◆ EXERCISE
Give the line with "Would you mind marking the drill" again, along with every line below it to the end of the records, word for word.

[Entries taken from a collection]
────────
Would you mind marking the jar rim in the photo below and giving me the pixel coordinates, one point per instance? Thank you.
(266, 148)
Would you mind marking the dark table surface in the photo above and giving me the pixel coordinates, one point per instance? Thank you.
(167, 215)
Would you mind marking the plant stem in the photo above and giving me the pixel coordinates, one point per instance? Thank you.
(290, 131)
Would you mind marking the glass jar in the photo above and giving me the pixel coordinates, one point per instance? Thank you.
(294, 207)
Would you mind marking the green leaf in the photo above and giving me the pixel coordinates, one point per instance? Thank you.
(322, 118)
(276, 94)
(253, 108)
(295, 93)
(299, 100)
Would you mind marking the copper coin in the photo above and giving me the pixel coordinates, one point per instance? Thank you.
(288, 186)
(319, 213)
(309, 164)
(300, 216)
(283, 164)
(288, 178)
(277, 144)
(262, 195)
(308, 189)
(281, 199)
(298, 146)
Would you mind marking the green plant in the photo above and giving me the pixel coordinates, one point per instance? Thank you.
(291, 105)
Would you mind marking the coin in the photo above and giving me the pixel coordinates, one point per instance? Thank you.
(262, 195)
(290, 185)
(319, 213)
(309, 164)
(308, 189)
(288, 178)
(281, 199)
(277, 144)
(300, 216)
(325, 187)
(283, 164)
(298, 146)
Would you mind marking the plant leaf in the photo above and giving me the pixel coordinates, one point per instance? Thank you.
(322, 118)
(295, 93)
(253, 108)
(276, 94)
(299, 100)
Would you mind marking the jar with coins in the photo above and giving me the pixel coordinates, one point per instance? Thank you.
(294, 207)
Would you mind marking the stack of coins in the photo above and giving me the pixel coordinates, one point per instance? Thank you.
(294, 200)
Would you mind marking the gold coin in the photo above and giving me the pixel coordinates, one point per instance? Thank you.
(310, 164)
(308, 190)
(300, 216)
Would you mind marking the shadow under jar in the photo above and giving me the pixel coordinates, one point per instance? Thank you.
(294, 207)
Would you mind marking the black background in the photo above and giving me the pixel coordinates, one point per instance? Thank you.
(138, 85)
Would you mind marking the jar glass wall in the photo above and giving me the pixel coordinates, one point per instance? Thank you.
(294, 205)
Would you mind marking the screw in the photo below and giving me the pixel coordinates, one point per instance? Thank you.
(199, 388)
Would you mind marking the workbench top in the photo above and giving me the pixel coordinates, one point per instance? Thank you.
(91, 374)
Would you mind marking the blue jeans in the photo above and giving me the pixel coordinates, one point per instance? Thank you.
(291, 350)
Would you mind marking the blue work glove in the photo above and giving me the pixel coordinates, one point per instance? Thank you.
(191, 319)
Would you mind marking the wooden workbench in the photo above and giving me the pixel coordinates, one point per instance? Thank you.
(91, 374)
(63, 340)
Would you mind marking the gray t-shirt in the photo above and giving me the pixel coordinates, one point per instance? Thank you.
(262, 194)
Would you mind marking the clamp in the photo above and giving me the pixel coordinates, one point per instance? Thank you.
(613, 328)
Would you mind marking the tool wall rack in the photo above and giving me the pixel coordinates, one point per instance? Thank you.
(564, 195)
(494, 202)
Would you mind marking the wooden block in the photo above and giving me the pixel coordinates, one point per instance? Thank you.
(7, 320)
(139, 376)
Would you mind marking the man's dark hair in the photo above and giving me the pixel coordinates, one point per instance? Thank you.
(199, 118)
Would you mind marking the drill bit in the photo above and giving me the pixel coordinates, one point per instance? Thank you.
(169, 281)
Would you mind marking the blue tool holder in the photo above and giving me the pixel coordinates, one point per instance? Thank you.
────────
◆ RESPONSE AREA
Would you mind marking the drill bit in the photo above and giving me the pixel coordinates, one point per instance? Thank you.
(169, 281)
Would you mind marking the blue tool holder in the photo above and giving me the pixel coordinates, one point per instance? Thank you.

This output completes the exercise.